◆ Text section
[START]
I really don’t know why you are asking such basic physics questions which you should have been able to answer yourself if you did even just secondary physics. You don’t need a degree in physics (as I have) to answer such elementary heat transfer questions.

106. davidmhoffer says:

Doug Cotton;
You don’t need a degree in physics (as I have) to answer such elementary heat transfer questions.>>>

Please state the year of graduation and the university which granted you this degree for verification. Because frankly, I don’t believe you.

107. davidmhoffer says:

Doug Cotton;
It slows the rate at which thermal energy leaves your body to the cool room>>>

Really? And how, exactly, does it do that? Since it is cooler than my skin temperature, and cooling INCREASES via conductance, I should be cooler for wearing the sweater, not warmer. Are you saying that conduction decreases the cooling rate? That radiance of my skin + conduction = LESS cooling? Really?

University of Corn Flakes perhaps?

108. davidmhoffer says:

Doug Cotton;
You skipped right on past several questions. In addition to claiming that by removing heat from my body via conductant + radiance, my body would cool slower than by radiance alone (giggle) you skipped several additional questions that should make the issue just as obvious. I repeat:

New Question: How does an igloo keep people warm inside?

Supplementary Question: How does a blast furnace raise the internal temperature of the furnace despite the sides of the furnace being cooler than the inside?

Supplementary Question2: Why does a “tee pee” arrangement of logs on a fire produce a vigorous fire while logs laid flat do not?

Supplementary Question 3: How is it possible to raise the internal temperature of a house in winter by piling snow against the walls?

Supplementary Question 4: How is it possible that millions of engineers design all manner of systems every single day that work as designed, yet are based on practical application of laws of physics that are exactly opposite your position?

109. Doug Cotton says:

I studied under Professors Harry Messel, Julius Sumner-Miller and Werner VonBraun at Sydney University from 1963 to 1966 inclusive, the degree being awarded in 1967. I subsequently did two further university courses, a degree and post graduate diploma, then engaged in on going private study in physics, climatology and nutrition, as well as private tutoring, including being Principal of a college with interstate branches.

Regarding the process of conduction, the temperature gradient (through the conducting material) is determined by the temperatures at each end, in this case the temperature of your body and the temperature of the cold room. The inside and outside of your jacket may not match these temperatures exactly as the jacket is relatively thin, but in general the ends of a long metal rod would do so.

110. davidmhoffer says:

Doug Cotton;
Regarding the process of conduction, the temperature gradient (through the conducting material) is determined by the temperatures at each end>>>

Yes it is.
[END]
◆ Work instructions
Extend the comment thread on heat transfer, picking up after its last line, "Yes it is." The data here stands apart from the comment thread on heat transfer.

◆ Dataset excerpts
[START]
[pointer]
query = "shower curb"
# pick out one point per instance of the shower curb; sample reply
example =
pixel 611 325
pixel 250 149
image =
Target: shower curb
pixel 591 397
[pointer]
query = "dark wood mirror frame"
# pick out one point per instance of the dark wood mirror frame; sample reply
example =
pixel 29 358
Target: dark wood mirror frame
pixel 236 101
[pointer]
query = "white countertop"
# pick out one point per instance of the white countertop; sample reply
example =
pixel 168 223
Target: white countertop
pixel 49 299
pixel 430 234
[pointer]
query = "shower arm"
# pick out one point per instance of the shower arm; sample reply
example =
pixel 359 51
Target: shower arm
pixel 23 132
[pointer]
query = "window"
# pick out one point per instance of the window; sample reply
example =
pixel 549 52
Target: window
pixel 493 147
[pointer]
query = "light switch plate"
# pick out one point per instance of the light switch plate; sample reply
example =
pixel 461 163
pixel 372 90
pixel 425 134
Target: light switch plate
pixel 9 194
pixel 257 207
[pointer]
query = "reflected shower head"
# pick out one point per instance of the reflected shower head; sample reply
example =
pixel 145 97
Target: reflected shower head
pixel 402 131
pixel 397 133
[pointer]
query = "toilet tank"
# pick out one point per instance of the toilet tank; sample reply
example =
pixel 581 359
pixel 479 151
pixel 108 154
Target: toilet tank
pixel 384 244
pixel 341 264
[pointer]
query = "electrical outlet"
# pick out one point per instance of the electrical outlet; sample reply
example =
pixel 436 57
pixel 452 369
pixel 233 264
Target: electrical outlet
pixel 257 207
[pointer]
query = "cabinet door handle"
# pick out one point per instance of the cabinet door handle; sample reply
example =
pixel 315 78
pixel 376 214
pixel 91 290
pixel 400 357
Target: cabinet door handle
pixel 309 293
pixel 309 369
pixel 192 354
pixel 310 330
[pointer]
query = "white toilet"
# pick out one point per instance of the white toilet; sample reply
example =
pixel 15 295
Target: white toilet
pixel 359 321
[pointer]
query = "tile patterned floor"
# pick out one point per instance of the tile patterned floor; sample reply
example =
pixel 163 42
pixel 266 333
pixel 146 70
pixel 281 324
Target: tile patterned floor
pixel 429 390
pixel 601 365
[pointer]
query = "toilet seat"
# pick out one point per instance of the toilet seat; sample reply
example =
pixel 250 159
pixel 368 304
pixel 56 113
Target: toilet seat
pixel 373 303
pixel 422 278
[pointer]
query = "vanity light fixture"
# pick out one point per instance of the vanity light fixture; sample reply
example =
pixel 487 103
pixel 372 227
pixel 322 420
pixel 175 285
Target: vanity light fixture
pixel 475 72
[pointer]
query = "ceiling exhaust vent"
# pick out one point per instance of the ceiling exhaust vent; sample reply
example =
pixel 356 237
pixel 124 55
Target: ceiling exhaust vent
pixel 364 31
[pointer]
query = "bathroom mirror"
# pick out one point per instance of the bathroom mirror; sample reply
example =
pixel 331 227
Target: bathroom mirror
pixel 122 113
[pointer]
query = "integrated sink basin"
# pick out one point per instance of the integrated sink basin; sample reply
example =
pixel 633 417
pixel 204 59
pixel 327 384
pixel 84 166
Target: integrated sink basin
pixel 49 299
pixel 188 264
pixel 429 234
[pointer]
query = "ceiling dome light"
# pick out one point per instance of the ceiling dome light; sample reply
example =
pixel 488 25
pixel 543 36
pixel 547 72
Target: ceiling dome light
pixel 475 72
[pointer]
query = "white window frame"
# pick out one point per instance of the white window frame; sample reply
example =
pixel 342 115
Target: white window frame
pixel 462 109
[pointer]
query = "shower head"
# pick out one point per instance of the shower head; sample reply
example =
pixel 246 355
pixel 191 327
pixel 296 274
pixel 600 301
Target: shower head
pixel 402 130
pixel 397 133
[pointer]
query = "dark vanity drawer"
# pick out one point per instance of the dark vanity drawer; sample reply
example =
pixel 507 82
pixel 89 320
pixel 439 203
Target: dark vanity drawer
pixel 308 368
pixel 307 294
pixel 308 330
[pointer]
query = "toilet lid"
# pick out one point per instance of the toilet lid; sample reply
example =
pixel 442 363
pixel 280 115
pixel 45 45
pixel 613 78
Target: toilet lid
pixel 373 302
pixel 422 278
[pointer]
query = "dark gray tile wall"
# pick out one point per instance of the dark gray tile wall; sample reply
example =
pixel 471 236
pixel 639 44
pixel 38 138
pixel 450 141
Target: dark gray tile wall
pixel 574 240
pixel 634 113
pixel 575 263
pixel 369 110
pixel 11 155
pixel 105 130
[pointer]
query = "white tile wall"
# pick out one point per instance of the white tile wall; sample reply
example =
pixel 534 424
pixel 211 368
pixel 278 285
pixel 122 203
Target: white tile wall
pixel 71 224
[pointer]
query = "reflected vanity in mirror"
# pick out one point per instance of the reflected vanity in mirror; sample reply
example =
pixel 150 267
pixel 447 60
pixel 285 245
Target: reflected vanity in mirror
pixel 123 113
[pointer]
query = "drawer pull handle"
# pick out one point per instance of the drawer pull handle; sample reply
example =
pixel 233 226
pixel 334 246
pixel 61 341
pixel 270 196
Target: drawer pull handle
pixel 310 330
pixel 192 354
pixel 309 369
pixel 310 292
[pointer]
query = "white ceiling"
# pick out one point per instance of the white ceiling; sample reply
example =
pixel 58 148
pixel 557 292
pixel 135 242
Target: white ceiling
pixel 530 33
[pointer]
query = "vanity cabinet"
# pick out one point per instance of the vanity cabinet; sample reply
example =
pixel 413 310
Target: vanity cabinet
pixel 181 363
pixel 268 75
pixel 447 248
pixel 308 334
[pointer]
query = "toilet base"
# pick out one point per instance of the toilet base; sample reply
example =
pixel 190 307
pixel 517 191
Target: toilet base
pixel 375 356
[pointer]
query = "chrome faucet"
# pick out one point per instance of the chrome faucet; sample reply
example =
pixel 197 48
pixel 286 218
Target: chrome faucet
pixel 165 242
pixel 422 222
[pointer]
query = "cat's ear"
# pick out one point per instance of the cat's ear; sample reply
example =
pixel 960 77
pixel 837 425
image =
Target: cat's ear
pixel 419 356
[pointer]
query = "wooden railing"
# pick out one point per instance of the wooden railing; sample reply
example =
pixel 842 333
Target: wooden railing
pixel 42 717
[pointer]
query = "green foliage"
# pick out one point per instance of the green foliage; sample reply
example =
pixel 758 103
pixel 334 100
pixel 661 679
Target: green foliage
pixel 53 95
[END]
◆ Reply
Now answer the question. Why do I get warmer when I put the sweater on? You’ve explained that the temperature gradient works the way it does, what you did NOT explain was why the warm end of the temperature gradient increased in temperature when the sweater was put on. You also haven’t explained how conductance, which is vastly more efficient at xferring energy than radiance alone, could result in less cooling, not more.

111. Doug Cotton says:

An igloo works the same way as your jacket.

Energy is generated and passed through the walls of the blast furnace. The temperature gradient within the walls likewise depends on the temperatures on each side, just like your jacket. Energy being “pumped” into the furnace will accumulate until equilibrium is reached with the rate of escape of the energy. The inside will of course be hotter than the outside, just like your jacket.

Fire draws air in at its base, so an arrangement which facilitates this leads to a hotter fire.

Snow stops thermal energy escaping from the house so it doesn’t cool as much, just like your jacket.

The final question includes an incorrect statement.

None of the above has anything whatsoever to do with the radiative atmospheric greenhouse effect as postulated by the IPCC and “explained” on their website.

So as I said, I am not here to give free tuition in physics which is irrelevant to the thread anyway. Enough is enough.

112. Doug Cotton says:

Why do I get warmer when I put the sweater on?

If your body heat dropped perhaps a fraction of a degree then the extra insulation may have allowed your body thermostat to generate extra energy from your food to bring your body back up a fraction of a degree to normal body temperature. The very outside layer of your skin would undoubtedly feel warmer as a result of the energy from your food, or maybe your fat supply.

This has nothing to do with climate.

As I said, enough is enough.

113. davidmhoffer says:

Doug Cotton;
An igloo works the same way as your jacket.>>>>

Really? I’m in contact with the sides of the igloo, prompting conductance as a means of xferring energy? Really? BULL! I don’t ever need to come in contact with the igloo itself to become warmer for being inside it, which can happen via radiative physics only.

Doug Cotton;
Energy is generated and passed through the walls of the blast furnace>>>>

If you have no clue how a blast furnace works, perhaps best to say so rather than go down a rat hole that displays the problem.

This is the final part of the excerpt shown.